*ENTRIES:*
⟨
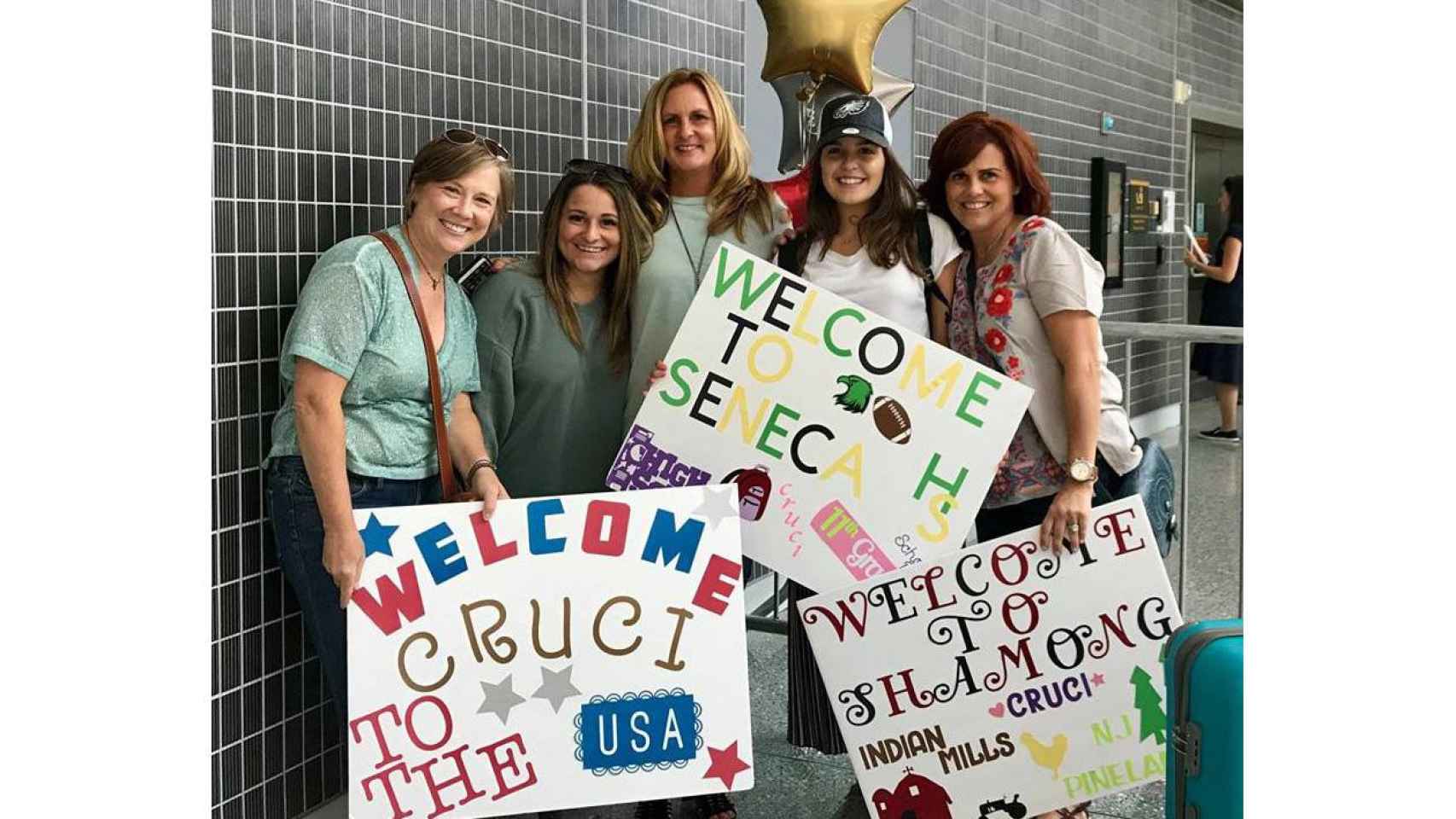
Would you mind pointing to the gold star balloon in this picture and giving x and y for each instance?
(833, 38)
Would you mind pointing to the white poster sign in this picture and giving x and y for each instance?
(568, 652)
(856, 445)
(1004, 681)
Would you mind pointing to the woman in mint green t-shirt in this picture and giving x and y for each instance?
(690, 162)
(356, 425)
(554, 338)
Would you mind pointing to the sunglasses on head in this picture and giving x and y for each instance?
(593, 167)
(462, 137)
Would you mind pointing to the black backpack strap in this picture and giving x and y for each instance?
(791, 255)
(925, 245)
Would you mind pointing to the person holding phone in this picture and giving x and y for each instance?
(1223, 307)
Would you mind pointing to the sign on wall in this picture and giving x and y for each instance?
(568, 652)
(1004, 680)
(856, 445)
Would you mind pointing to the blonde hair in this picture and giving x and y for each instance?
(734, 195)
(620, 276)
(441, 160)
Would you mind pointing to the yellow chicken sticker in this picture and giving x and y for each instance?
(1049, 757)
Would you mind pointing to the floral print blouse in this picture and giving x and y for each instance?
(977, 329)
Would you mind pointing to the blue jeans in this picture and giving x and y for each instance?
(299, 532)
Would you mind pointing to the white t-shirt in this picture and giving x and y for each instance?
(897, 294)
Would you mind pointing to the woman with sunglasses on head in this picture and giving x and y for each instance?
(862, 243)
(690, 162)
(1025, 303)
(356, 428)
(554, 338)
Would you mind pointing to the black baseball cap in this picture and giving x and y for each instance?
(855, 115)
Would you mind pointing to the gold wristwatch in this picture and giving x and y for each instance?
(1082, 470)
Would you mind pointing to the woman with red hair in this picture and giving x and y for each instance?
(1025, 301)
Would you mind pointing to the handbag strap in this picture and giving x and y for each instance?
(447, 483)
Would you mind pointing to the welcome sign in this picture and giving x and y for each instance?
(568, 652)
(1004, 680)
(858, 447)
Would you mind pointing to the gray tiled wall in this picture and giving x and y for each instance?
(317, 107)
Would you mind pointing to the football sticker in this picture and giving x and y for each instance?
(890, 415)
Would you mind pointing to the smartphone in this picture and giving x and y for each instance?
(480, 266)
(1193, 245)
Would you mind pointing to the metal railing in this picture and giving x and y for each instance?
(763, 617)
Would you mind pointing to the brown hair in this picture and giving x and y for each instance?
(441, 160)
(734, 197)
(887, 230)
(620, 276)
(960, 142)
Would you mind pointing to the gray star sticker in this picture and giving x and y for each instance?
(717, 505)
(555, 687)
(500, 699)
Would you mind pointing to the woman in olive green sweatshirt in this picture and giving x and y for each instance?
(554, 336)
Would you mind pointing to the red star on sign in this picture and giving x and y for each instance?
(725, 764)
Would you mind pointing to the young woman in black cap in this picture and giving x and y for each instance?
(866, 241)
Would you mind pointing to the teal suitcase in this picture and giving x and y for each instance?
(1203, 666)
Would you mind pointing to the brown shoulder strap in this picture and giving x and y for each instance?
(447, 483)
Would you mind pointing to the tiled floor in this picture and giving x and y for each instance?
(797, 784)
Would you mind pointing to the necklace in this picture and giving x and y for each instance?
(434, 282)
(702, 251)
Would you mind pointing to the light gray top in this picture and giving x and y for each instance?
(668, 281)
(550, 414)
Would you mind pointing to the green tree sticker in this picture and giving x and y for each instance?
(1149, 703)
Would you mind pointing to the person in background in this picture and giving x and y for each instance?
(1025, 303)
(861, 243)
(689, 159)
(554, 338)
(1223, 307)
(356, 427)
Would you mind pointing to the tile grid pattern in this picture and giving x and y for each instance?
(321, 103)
⟩
*GOAL:*
Rewrite the data above as a Markdown table with the columns "Row" and "Content": number each line in "Row" and put the line itself in "Content". Skip blank lines and leave the pictures out.

*TASK RESULT:*
| Row | Content |
|---|---|
| 1 | Would you mind pointing to the gold star balloon in this picture and giving x and y for each instance? |
| 2 | (833, 38) |
| 3 | Would you mind pointing to the white poster sign in this picture and giving x and y for each instance? |
| 4 | (568, 652) |
| 5 | (856, 445) |
| 6 | (1004, 681) |
| 7 | Would you mind pointing to the woman in mint green t-shirt in this picture and giving x and y for each instance? |
| 8 | (690, 162) |
| 9 | (356, 425) |
| 10 | (554, 338) |
| 11 | Would you mind pointing to the sunglasses on head in this picture and giving x and y for each instance? |
| 12 | (593, 167) |
| 13 | (462, 137) |
| 14 | Would you mind pointing to the black backpack strap in this picture and giving x and y for each instance? |
| 15 | (791, 255) |
| 16 | (925, 245) |
| 17 | Would you mind pointing to the person holding phone in this picture and giving x and y for each instance? |
| 18 | (1223, 307) |
| 19 | Would you mind pointing to the sign on wall in this picture and giving x and y for each instance? |
| 20 | (568, 652) |
| 21 | (1004, 680) |
| 22 | (856, 445) |
| 23 | Would you mind pointing to the blonde hair in this picture and giving x and y for each instance? |
| 24 | (734, 195) |
| 25 | (620, 276) |
| 26 | (441, 160) |
| 27 | Would you mind pointing to the yellow chicken sticker in this picture and giving x and y for each instance? |
| 28 | (1049, 757) |
| 29 | Would you mind pointing to the floral print blouse in this picture and giving x and y for each instance? |
| 30 | (977, 329) |
| 31 | Would you mind pointing to the blue jeans in this picture and giving x and y for each instance? |
| 32 | (299, 532) |
| 33 | Would you mind pointing to the white t-shirt in this picture and giving x and y for each instance? |
| 34 | (897, 294) |
| 35 | Would you mind pointing to the woman with sunglasses on head in this picture and giving x and y for each instance? |
| 36 | (862, 243) |
| 37 | (690, 162) |
| 38 | (1025, 303) |
| 39 | (356, 428) |
| 40 | (554, 338) |
| 41 | Would you mind pointing to the black baseball cap in this picture and giving x and y for each instance? |
| 42 | (855, 115) |
| 43 | Would you mind pointing to the gold wristwatch in this picture and giving x and y for each instance? |
| 44 | (1082, 470) |
| 45 | Would you mind pointing to the woman with red hair in this picture and giving x and y for each instance? |
| 46 | (1025, 301) |
| 47 | Would you mind pointing to the handbag strap in this picture and giving x and y for each instance? |
| 48 | (447, 483) |
| 49 | Would you mind pointing to the welcome sign in this picture and giving x and y for each instance? |
| 50 | (568, 652) |
| 51 | (1004, 680) |
| 52 | (858, 447) |
| 53 | Would you mind pointing to the gray tiled wall in this picture and giving x and y for each instance? |
| 54 | (317, 107) |
| 55 | Would you mind pointing to the football sticker in this picture and giving x and y for each instance? |
| 56 | (890, 415) |
| 57 | Would you mind pointing to the smartphone in this picture and giving x and y for each instance? |
| 58 | (480, 266) |
| 59 | (1193, 245) |
| 60 | Would you mind pointing to the metal railing in this picture and giving x and y for each instance? |
| 61 | (763, 617) |
| 62 | Would you mind pointing to the brown hair in this picture and giving x and y for each instance? |
| 63 | (441, 160) |
| 64 | (734, 197) |
| 65 | (887, 230) |
| 66 | (620, 276) |
| 67 | (960, 142) |
| 68 | Would you mind pointing to the gray star sticker in this picture and giving x and y for each instance? |
| 69 | (717, 505) |
| 70 | (555, 687) |
| 71 | (500, 699) |
| 72 | Would you mind pointing to the woman in olive green sweatshirt in this picture and giving x and y for each instance? |
| 73 | (554, 336) |
| 74 | Would you mind pointing to the red star on sign in this picture and giving x and y for each instance? |
| 75 | (725, 764) |
| 76 | Would you mind pointing to the young woman in black cap in this picture and giving x and y for each instance? |
| 77 | (866, 241) |
| 78 | Would you mind pointing to the teal suitcase in this picture and giving x and y for each instance? |
| 79 | (1203, 666) |
| 80 | Would you mind pointing to the brown shoulder strap in this picture and giving x and y for each instance? |
| 81 | (447, 483) |
| 82 | Would you mind pointing to the tiled floor in this picture and giving x and y for each instance? |
| 83 | (797, 784) |
| 84 | Would you mind pointing to the necklace in this picture and giving x and y for each instance? |
| 85 | (434, 282) |
| 86 | (702, 251) |
| 87 | Would you mind pointing to the light gray top in this picture and giving x and y for each instance? |
| 88 | (668, 281) |
| 89 | (550, 414) |
| 90 | Would you mind pointing to the green tree sticker in this picture and giving x and y for each instance? |
| 91 | (1149, 703) |
| 92 | Would you mind pointing to the person in background in this picture and giving x and y for each instance? |
| 93 | (1025, 303) |
| 94 | (861, 243) |
| 95 | (689, 159) |
| 96 | (554, 338) |
| 97 | (1223, 307) |
| 98 | (356, 427) |
| 99 | Would you mind pointing to the tile grid pattern in this picture and giving x and y for each instance? |
| 100 | (321, 103) |